■ **TASK STATEMENT**
Which lines in the entries below contain the word "wheel"? Return each of those lines in full, unchanged.

--- Begin ---

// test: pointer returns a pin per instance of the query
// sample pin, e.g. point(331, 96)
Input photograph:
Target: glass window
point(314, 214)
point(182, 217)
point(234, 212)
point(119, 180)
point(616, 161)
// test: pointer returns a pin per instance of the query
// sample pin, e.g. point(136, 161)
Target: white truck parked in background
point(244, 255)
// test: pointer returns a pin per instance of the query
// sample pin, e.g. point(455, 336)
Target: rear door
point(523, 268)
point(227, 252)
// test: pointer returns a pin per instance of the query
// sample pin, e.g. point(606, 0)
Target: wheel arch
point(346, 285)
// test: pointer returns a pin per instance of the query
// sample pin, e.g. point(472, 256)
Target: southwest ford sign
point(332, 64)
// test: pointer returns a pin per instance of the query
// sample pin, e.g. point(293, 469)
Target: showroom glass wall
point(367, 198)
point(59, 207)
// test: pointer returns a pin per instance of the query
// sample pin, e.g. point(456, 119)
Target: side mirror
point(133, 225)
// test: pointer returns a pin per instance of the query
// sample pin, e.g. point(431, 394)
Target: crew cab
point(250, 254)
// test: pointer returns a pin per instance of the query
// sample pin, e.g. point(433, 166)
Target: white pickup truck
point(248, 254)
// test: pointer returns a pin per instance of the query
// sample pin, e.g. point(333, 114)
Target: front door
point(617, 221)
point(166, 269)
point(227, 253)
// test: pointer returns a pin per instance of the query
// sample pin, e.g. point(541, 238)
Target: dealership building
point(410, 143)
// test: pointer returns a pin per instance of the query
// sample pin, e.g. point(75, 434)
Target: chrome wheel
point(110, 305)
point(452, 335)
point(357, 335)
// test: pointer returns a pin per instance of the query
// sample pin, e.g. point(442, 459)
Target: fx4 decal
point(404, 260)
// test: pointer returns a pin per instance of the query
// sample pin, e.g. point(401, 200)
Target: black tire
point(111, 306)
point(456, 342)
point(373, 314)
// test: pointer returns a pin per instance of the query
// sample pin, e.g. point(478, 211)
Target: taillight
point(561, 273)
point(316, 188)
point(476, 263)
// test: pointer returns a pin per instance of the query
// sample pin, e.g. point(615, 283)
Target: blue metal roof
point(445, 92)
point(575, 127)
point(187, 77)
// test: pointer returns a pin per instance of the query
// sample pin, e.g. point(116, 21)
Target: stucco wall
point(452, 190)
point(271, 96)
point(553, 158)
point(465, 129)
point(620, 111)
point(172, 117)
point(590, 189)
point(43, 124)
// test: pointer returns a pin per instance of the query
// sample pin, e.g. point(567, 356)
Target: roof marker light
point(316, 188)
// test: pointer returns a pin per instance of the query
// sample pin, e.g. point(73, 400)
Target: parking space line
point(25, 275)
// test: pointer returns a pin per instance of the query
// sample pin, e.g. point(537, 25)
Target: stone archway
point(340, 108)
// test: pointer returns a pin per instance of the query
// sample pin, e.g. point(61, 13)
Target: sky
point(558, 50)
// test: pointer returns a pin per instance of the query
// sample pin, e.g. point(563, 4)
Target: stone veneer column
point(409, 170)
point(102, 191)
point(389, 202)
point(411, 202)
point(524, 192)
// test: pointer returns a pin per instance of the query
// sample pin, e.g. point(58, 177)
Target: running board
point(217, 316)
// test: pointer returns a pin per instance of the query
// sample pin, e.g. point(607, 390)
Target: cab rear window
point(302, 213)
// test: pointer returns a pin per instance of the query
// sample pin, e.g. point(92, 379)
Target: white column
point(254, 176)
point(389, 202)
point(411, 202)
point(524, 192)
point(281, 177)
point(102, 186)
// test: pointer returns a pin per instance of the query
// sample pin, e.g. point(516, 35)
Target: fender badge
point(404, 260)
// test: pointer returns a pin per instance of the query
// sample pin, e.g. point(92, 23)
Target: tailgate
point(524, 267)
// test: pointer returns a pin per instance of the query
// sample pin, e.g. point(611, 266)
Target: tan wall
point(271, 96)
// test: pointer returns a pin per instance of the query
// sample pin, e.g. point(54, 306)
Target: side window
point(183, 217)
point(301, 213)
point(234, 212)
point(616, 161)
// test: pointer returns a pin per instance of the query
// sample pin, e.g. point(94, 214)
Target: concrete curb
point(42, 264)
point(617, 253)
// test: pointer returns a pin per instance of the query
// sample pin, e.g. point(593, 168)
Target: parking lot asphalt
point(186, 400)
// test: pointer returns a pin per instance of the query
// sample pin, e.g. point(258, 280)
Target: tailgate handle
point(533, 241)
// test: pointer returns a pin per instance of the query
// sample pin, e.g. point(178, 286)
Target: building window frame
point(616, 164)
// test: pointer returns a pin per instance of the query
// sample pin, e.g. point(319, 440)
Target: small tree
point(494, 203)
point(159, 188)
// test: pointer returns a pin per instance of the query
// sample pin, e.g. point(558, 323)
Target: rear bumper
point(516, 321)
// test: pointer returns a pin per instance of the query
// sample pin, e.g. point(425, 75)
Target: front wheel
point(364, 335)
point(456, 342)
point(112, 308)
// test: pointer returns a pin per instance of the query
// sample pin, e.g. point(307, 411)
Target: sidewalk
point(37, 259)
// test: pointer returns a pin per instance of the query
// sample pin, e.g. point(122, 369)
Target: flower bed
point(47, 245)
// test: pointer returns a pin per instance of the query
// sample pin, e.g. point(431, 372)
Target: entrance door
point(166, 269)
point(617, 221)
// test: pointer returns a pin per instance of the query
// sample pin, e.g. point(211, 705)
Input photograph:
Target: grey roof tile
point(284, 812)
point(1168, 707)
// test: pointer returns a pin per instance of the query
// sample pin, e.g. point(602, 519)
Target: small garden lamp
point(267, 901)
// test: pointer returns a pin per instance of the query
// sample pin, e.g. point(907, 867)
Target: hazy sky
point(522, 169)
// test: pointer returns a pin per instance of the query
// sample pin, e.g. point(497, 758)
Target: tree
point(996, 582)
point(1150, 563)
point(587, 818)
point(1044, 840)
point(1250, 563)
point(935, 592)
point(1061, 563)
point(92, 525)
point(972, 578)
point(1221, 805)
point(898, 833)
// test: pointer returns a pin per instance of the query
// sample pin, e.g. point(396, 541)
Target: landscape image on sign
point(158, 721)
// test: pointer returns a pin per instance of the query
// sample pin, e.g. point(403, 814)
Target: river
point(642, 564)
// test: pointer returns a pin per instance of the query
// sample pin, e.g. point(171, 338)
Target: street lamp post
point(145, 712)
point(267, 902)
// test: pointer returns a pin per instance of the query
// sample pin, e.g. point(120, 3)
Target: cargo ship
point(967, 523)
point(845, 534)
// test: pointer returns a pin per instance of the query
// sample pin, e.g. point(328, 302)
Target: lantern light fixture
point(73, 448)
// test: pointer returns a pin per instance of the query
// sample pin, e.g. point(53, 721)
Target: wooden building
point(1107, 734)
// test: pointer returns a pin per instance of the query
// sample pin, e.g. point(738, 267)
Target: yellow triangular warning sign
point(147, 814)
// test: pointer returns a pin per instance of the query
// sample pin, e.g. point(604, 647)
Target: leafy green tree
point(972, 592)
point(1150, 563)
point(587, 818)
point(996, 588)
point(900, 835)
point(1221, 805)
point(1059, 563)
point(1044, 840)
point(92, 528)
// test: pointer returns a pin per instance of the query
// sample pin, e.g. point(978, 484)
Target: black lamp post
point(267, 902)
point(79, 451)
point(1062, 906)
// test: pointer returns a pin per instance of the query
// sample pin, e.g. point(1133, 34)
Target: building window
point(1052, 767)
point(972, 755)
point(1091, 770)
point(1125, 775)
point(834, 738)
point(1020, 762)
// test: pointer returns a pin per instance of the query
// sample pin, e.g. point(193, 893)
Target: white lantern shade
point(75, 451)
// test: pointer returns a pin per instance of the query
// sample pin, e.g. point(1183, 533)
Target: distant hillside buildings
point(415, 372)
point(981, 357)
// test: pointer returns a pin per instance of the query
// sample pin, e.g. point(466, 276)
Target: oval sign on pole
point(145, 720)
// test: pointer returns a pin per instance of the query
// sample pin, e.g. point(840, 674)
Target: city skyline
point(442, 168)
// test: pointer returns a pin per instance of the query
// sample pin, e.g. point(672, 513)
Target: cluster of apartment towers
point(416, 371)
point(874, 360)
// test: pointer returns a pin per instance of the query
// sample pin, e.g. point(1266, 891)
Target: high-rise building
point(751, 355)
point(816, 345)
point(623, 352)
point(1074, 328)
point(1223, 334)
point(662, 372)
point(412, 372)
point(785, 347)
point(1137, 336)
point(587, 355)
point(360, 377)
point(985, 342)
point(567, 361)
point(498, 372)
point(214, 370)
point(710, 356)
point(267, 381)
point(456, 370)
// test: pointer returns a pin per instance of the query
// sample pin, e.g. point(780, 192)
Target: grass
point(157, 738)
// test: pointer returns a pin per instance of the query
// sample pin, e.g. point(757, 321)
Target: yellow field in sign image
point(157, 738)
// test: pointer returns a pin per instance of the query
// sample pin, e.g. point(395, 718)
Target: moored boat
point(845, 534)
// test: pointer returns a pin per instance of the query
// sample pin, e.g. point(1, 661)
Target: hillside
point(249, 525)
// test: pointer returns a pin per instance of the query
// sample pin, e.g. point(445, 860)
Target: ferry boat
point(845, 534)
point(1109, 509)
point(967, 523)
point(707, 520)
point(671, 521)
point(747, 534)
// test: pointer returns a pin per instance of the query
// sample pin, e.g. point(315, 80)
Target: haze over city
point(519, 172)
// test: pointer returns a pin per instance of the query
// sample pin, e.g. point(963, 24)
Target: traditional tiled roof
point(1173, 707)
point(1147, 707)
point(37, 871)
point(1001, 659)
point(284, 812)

--- End ---

■ **RESPONSE TO THE EXERCISE**
Target: wheel arch
Target: chrome wheel
Target: front wheel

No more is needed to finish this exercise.